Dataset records
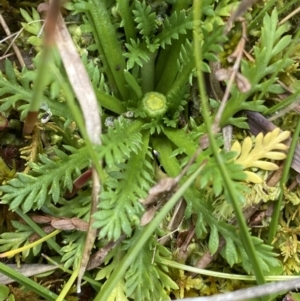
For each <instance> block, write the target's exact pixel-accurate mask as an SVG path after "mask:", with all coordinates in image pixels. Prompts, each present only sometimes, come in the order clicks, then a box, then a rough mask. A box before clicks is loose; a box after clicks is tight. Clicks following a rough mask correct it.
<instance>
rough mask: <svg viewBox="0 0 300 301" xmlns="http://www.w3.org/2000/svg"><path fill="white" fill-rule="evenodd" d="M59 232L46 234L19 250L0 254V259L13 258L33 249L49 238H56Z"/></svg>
mask: <svg viewBox="0 0 300 301" xmlns="http://www.w3.org/2000/svg"><path fill="white" fill-rule="evenodd" d="M60 232H61V230H55V231H53V232H51V233H50V234H47V235H46V236H44V237H42V238H40V239H39V240H37V241H34V242H32V243H30V244H29V245H25V246H23V247H20V248H18V249H14V250H10V251H7V252H4V253H1V254H0V258H3V257H13V256H15V255H16V254H18V253H21V252H23V251H27V250H30V249H31V248H33V247H35V246H37V245H39V244H41V243H43V242H44V241H47V240H48V239H50V238H51V237H53V236H56V235H57V234H59V233H60Z"/></svg>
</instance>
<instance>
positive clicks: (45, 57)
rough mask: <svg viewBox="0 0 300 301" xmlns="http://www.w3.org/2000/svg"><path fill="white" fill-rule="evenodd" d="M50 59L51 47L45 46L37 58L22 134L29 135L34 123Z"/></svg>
mask: <svg viewBox="0 0 300 301" xmlns="http://www.w3.org/2000/svg"><path fill="white" fill-rule="evenodd" d="M50 61H51V48H49V47H47V46H45V48H44V50H43V51H42V54H41V57H40V60H39V66H38V68H37V74H36V80H35V84H34V87H33V95H32V99H31V101H30V104H29V109H28V114H27V116H26V119H25V121H24V127H23V136H26V135H30V134H31V133H32V131H33V128H34V125H35V123H36V120H37V117H38V113H39V109H40V105H41V102H42V100H43V92H44V89H45V86H46V84H47V76H48V70H49V63H50Z"/></svg>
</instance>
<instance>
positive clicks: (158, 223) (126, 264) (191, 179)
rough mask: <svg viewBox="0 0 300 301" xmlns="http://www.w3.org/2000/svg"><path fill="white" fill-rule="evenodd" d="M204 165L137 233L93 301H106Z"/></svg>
mask: <svg viewBox="0 0 300 301" xmlns="http://www.w3.org/2000/svg"><path fill="white" fill-rule="evenodd" d="M203 166H204V165H201V166H200V167H199V168H198V169H197V170H196V171H195V172H194V173H193V174H192V175H191V176H190V177H189V178H188V179H187V180H186V182H185V183H184V184H183V185H182V186H181V187H180V188H179V189H178V190H177V191H176V193H175V194H174V195H173V196H172V197H171V199H170V200H169V201H168V202H167V203H166V204H165V205H164V206H163V208H162V210H161V211H160V212H159V213H158V214H157V215H156V216H155V218H154V219H153V220H152V221H151V223H150V224H148V225H147V226H146V227H145V228H144V230H143V231H142V233H137V237H136V238H135V239H134V238H133V241H136V244H134V245H132V246H131V247H130V249H129V250H128V252H127V253H126V255H125V256H124V257H123V259H122V260H121V262H120V264H119V265H118V269H116V270H114V271H113V273H112V274H111V275H110V277H109V278H108V280H107V281H106V282H105V284H104V285H103V286H102V289H101V291H100V292H99V293H98V295H97V296H96V297H95V299H94V301H106V300H108V297H109V296H110V294H111V292H112V290H113V289H114V288H115V286H116V284H117V283H118V282H119V281H120V279H121V278H122V277H123V275H124V274H125V272H126V270H127V268H128V267H129V266H130V264H131V263H132V261H133V260H134V258H136V256H137V254H138V253H139V252H140V250H141V249H142V248H143V246H144V244H145V243H146V242H147V240H148V239H149V238H150V236H151V235H152V234H153V232H154V231H155V230H156V229H157V226H158V225H159V224H160V223H161V222H162V221H163V219H164V218H165V217H166V215H167V214H168V212H169V211H170V210H171V209H172V208H173V207H174V206H175V204H176V203H177V202H178V200H179V199H180V198H181V197H182V195H183V194H184V192H185V191H186V190H187V189H188V188H189V187H190V185H191V184H192V183H193V182H194V181H195V179H196V178H197V176H198V175H199V174H200V172H201V171H202V169H203Z"/></svg>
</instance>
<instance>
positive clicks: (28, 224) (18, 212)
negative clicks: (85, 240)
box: [16, 208, 62, 255]
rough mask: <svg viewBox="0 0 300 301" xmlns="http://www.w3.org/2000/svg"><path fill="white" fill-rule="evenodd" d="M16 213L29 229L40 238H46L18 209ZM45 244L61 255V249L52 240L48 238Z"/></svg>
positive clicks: (26, 217)
mask: <svg viewBox="0 0 300 301" xmlns="http://www.w3.org/2000/svg"><path fill="white" fill-rule="evenodd" d="M16 213H17V214H18V215H19V216H20V217H21V218H22V220H23V221H25V222H26V223H27V224H28V225H29V226H30V227H31V228H32V230H33V231H34V232H35V233H37V234H38V235H39V236H40V237H46V236H47V234H46V233H45V232H44V231H43V230H42V229H41V228H40V227H39V226H38V225H37V224H36V223H35V222H34V221H33V220H32V219H31V218H30V217H29V216H28V215H27V214H24V213H23V212H22V211H21V209H20V208H18V209H17V210H16ZM46 242H47V244H48V245H49V247H50V248H52V249H53V250H55V251H56V252H57V254H60V255H62V253H61V250H60V249H61V248H60V246H59V245H58V244H57V243H56V242H55V241H54V240H53V239H52V238H49V239H48V240H47V241H46Z"/></svg>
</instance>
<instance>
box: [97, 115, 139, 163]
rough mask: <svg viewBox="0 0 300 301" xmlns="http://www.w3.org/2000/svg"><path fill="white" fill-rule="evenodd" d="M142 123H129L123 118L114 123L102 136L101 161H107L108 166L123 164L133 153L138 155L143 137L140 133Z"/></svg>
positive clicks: (99, 149) (133, 122)
mask: <svg viewBox="0 0 300 301" xmlns="http://www.w3.org/2000/svg"><path fill="white" fill-rule="evenodd" d="M141 125H142V123H141V122H140V121H134V122H131V121H128V120H126V119H125V118H123V117H120V118H118V119H117V120H116V121H115V122H114V126H113V127H109V128H108V132H107V133H106V134H105V135H103V136H102V144H103V145H102V146H100V147H99V149H97V150H98V153H99V156H100V159H103V158H104V159H105V162H106V164H107V165H108V166H112V165H114V164H118V163H121V162H123V161H124V160H125V159H126V158H128V157H129V156H130V154H131V153H132V152H134V153H138V152H139V150H140V149H141V144H142V138H141V137H142V136H141V134H140V132H139V130H140V127H141Z"/></svg>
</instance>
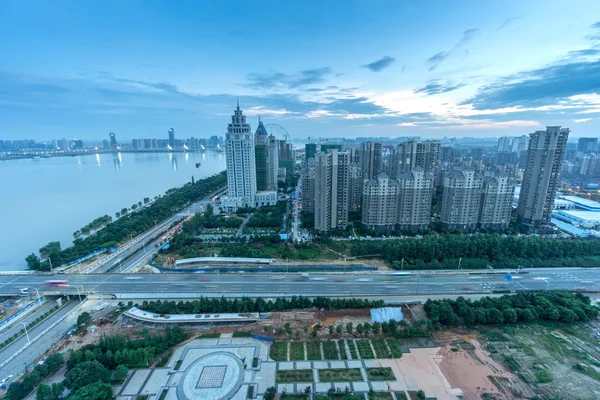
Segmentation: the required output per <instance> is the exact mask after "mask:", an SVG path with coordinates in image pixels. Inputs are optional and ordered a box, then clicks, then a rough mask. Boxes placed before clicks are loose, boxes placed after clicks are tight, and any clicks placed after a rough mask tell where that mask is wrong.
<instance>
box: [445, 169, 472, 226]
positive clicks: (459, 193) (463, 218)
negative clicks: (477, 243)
mask: <svg viewBox="0 0 600 400" xmlns="http://www.w3.org/2000/svg"><path fill="white" fill-rule="evenodd" d="M481 187H482V178H481V176H479V175H478V174H476V173H475V171H474V170H473V169H457V170H453V171H449V172H447V173H445V174H444V186H443V195H442V210H441V214H440V222H441V225H442V228H443V229H448V230H451V229H456V230H459V231H463V232H467V231H472V230H475V229H476V228H477V219H478V216H479V205H480V202H481Z"/></svg>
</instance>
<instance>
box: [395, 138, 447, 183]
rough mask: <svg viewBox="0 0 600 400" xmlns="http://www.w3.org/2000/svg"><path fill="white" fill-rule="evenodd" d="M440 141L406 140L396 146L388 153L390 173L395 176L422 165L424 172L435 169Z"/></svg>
mask: <svg viewBox="0 0 600 400" xmlns="http://www.w3.org/2000/svg"><path fill="white" fill-rule="evenodd" d="M440 149H441V142H440V141H439V140H426V141H424V142H417V141H416V140H408V141H406V142H402V143H400V144H398V146H396V149H394V151H393V153H392V154H390V167H389V170H390V175H391V176H392V177H396V176H398V175H400V174H405V173H407V172H410V171H412V170H413V169H414V168H415V167H422V168H423V169H424V170H425V172H435V171H437V169H438V167H439V163H440Z"/></svg>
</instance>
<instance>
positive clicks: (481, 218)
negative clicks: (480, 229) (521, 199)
mask: <svg viewBox="0 0 600 400" xmlns="http://www.w3.org/2000/svg"><path fill="white" fill-rule="evenodd" d="M514 195H515V183H514V181H513V180H512V179H511V178H510V176H509V175H508V174H502V173H495V174H490V175H489V176H484V177H483V183H482V188H481V201H480V208H479V216H478V228H479V229H487V230H489V231H495V232H501V231H503V230H505V229H506V228H508V224H509V223H510V213H511V210H512V203H513V198H514Z"/></svg>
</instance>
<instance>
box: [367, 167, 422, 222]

**Problem:** Among the entries above, find the line with "59L51 47L45 46L37" and the line with "positive clicks: (158, 223)"; give again exactly these two lines and all lines between them.

**Written answer:**
rough mask: <svg viewBox="0 0 300 301" xmlns="http://www.w3.org/2000/svg"><path fill="white" fill-rule="evenodd" d="M50 59L51 47L45 46L37 58L22 134L29 135L34 123Z"/></svg>
mask: <svg viewBox="0 0 300 301" xmlns="http://www.w3.org/2000/svg"><path fill="white" fill-rule="evenodd" d="M50 61H51V48H49V47H47V46H45V48H44V50H43V51H42V54H41V57H40V60H39V66H38V68H37V74H36V80H35V84H34V87H33V95H32V99H31V101H30V104H29V109H28V114H27V116H26V119H25V121H24V127H23V136H26V135H30V134H31V133H32V131H33V128H34V125H35V123H36V120H37V117H38V113H39V109H40V105H41V102H42V100H43V92H44V89H45V86H46V84H47V76H48V70H49V63H50Z"/></svg>
</instance>
<instance>
positive clicks: (158, 223) (126, 264) (191, 179)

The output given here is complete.